Copy everything in the listing below word for word, apart from any images.

=====

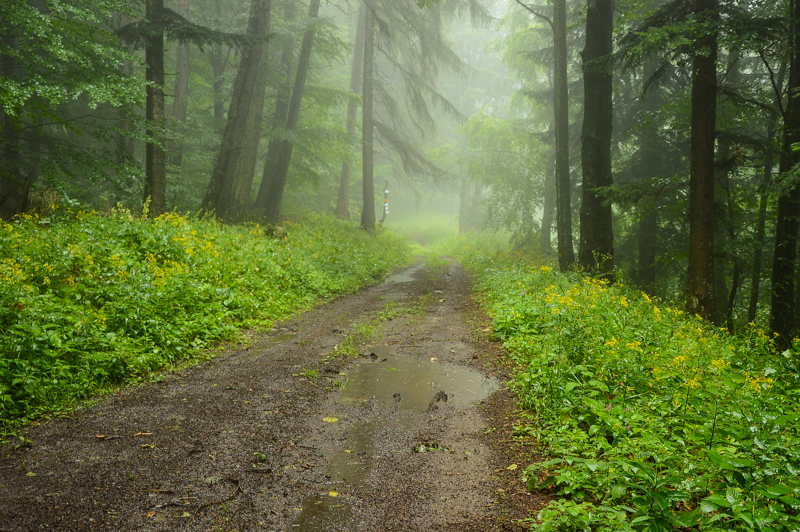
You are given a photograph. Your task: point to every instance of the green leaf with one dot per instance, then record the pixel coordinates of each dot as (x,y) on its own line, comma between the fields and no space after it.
(733,495)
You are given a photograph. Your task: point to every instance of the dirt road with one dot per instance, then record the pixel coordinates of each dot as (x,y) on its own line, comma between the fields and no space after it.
(282,434)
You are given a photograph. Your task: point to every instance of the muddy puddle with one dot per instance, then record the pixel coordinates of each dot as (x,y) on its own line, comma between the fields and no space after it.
(407,276)
(401,389)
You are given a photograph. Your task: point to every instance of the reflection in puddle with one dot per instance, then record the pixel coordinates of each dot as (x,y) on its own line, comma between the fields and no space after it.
(322,512)
(405,277)
(416,381)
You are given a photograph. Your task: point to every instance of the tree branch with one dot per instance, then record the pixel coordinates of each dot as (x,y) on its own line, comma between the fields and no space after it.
(778,90)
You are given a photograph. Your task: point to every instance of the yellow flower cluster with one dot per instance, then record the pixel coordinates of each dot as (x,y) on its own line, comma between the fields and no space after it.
(757,382)
(11,272)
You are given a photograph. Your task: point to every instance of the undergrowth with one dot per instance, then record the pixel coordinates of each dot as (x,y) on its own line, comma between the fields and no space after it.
(652,420)
(91,301)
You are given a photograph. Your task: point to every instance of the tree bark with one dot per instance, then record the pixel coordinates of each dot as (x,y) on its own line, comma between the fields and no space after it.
(648,246)
(343,203)
(368,186)
(217,62)
(700,287)
(124,151)
(785,258)
(758,255)
(281,113)
(228,191)
(13,181)
(181,102)
(726,223)
(155,185)
(566,253)
(277,182)
(597,236)
(548,210)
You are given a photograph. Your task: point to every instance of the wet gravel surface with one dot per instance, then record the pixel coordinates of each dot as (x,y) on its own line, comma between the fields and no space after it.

=====

> _Exercise answer_:
You are given a photograph. Your task: point to every instance of the green leaf with one dot per instance, then record the pixel coordinates of each dot as (x,y) on its own line, comma between the fields and no space after it.
(733,495)
You are given a photograph. Your task: point to every instance of the dirt road with one dot per instance, then record the pixel coordinates of each dot as (x,y) on its own line, comma between the fields and no space after it.
(282,434)
You are given a photograph. Your task: point to every instance of the muddy puddle with one dot per instance, then record the pixel coordinates of each dot as (x,y) on its own line, comma between the fields and no space after it.
(407,276)
(401,389)
You are given a photograph. Your task: point to every instance of the reflection in puddle with one dot per instance, then record the pixel coordinates of each dot as (x,y) on its own line, comma between the fields and no space after it.
(322,512)
(405,277)
(416,381)
You are given a photograph. Your task: point to every instance of the tree branch with one dot per instance, then record the pixel coordinates of each dot as (x,y) on its own line, comma between the fields and no space after it.
(778,90)
You are given a photograph. Your task: point to every instance of the yellow flower cluster with one dot per instance, then record the pixel coordinates of each dot as (x,y) on its own line, comma between the fields and no space after it.
(757,382)
(11,272)
You are given a photograph. Your task: point to every instance of the undergrowth with one dot per instance, then record the pixel coordinates of each dot as (x,y) on its own line, comma between the fields and no space after it.
(652,420)
(91,301)
You are given a photograph. Your task: point to every instance of the tree bark with one dot per instance, then record the pixel coordinates of each dot as (x,y) on its own line, comma between the fields and no space after it.
(648,246)
(343,203)
(368,186)
(217,62)
(700,287)
(124,151)
(785,258)
(758,255)
(281,113)
(228,191)
(13,181)
(181,102)
(726,223)
(155,185)
(566,253)
(277,182)
(597,236)
(548,210)
You are given a photograph. Your task: point to every instance of the wet gravel surface with one dot per instance, then record the pixel coordinates of each dot as (x,y) on its own line, comma between the fields and no space after it.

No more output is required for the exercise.